WORK ORDER:
Using the data below, copy out all lines with the word "white".

[Data excerpts]

● ● ● ●

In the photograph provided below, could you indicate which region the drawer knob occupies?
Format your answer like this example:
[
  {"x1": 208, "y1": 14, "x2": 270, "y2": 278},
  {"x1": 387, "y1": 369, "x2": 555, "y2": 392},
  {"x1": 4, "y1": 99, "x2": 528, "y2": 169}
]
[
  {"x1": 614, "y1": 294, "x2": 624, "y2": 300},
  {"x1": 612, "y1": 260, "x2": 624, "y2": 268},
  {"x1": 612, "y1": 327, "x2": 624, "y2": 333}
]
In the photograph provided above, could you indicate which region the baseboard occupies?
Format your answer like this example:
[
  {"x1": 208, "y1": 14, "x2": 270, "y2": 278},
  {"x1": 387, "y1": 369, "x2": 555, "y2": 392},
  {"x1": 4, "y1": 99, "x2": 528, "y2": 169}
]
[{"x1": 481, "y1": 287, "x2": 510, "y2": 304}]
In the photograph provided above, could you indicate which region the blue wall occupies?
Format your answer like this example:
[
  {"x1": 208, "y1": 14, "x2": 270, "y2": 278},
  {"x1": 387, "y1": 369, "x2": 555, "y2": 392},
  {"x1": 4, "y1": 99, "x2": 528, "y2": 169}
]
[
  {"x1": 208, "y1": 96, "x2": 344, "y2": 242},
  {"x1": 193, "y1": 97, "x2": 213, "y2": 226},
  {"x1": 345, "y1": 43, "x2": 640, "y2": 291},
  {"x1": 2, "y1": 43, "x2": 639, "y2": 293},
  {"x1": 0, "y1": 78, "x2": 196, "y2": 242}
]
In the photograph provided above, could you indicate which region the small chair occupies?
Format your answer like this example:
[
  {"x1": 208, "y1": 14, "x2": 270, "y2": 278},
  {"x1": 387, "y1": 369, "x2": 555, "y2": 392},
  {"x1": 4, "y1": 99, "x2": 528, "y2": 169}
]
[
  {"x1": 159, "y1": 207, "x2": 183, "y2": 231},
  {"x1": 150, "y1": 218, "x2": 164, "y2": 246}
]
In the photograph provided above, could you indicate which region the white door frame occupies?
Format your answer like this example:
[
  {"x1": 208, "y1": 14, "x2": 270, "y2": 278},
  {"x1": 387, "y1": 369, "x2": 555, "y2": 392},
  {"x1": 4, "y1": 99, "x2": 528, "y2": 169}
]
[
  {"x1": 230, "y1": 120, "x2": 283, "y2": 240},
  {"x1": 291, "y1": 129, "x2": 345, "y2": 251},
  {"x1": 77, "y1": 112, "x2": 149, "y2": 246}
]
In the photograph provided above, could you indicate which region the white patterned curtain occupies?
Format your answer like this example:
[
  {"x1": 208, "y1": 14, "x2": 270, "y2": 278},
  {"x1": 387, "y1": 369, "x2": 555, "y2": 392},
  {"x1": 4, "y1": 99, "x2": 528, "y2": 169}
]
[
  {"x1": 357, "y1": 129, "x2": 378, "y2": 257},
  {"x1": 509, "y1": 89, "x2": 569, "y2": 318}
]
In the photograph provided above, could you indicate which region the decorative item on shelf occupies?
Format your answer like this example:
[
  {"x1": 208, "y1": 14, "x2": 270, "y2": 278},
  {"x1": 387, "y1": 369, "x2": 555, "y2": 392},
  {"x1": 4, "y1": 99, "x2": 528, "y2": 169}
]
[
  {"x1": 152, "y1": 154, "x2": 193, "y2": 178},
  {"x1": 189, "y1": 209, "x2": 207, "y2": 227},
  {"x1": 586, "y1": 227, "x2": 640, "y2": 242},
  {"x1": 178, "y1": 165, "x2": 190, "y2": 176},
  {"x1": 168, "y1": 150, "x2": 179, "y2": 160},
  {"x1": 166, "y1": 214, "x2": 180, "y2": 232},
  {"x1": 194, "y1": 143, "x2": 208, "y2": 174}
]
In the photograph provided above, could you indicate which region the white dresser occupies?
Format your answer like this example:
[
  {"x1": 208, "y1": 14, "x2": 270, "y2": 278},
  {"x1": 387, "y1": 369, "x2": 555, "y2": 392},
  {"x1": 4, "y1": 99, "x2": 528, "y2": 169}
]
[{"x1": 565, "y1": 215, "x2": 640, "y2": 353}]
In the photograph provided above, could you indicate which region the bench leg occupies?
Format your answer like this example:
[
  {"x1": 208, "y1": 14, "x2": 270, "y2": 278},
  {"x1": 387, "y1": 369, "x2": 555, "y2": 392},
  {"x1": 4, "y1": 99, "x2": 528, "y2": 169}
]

● ● ● ●

SOLUTION:
In the photograph provided above, could you indicate which region the white door frame occupies?
In the photograph provided above, could you indicate which region the white patterned curtain occupies?
In the photograph provided above, could you indicate which region the white dresser occupies?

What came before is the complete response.